# Task prompt
Reproduce every line of the items below, from the line containing "Rules: pick out each instance of the sunlight" through the end of the items, both ends included, and add -67 to each coordinate in the answers.

# Data in this exercise
—————
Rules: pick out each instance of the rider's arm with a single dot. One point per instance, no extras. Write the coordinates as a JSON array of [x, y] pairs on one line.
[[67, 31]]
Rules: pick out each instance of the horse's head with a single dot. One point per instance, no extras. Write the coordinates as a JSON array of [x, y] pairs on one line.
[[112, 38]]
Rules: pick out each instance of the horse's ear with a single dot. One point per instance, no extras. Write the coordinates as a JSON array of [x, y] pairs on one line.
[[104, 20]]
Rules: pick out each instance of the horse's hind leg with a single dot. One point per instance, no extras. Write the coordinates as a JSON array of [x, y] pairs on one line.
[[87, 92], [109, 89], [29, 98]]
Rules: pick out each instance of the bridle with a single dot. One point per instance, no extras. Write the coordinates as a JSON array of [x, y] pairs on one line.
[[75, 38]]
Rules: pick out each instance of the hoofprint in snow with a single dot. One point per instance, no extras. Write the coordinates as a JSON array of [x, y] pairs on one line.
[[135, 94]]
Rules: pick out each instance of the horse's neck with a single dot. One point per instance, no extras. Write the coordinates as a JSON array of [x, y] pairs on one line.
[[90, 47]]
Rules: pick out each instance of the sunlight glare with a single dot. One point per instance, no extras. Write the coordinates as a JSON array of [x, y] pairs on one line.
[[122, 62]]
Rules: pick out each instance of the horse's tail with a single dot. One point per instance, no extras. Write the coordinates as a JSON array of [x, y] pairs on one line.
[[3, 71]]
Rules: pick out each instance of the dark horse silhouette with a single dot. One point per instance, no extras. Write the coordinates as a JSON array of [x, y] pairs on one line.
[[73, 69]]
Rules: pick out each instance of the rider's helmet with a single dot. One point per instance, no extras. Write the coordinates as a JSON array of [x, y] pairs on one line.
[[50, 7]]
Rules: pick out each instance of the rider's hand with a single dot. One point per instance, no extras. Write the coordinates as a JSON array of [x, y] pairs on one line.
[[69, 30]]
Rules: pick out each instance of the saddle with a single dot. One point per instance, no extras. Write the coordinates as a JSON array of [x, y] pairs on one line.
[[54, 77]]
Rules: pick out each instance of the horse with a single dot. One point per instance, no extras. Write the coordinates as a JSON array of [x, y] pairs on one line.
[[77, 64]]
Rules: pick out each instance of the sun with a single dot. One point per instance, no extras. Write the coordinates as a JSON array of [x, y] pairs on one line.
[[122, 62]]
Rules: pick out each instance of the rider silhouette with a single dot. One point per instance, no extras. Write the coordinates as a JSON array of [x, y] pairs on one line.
—————
# Result of this exercise
Rules: pick out each instance of the sunlight glare with a single dot. One point per instance, no extras. Write the coordinates as a JSON array of [x, y] pairs on one line.
[[55, -5]]
Rules: pick out each instance of the horse's tail with a single dot. One point per instance, no extras. Write the coordinates as a JSON array of [x, y] pairs on one line.
[[-64, 4]]
Rules: pick out each instance of the dark horse silhouette with a single dot. One point per instance, no extras. Write the coordinates as a JSON array of [x, y] pairs on one line.
[[6, 2]]
Rules: pick out each instance of the rider's helmet with a single dot. One point per instance, no extras. Write the coordinates as a JSON array of [x, y] pairs on one line.
[[-17, -60]]
Rules: pick out each instance of the rider's hand with a single dot. One point per instance, no extras. Write the coordinates as a JSON array of [x, y] pairs on one line.
[[2, -37]]
Rules: pick out each instance of the saddle with a single dot. One point per instance, no extras. Write the coordinates as a JSON array of [x, y] pairs on one line.
[[-13, 10]]
Rules: pick out each instance of the horse with a single dot. One point per instance, no extras. Write the coordinates as a JSON array of [x, y] pairs on one line.
[[10, -3]]
Rules: pick out each instance of the sun with a single dot. One point per instance, no extras. Write the coordinates as a JSON array of [x, y] pairs on one line.
[[55, -5]]
Rules: pick out each instance of the rider silhouette with a single dot. One point per instance, no extras. Write the coordinates as a JSON array of [x, y] pairs on one line.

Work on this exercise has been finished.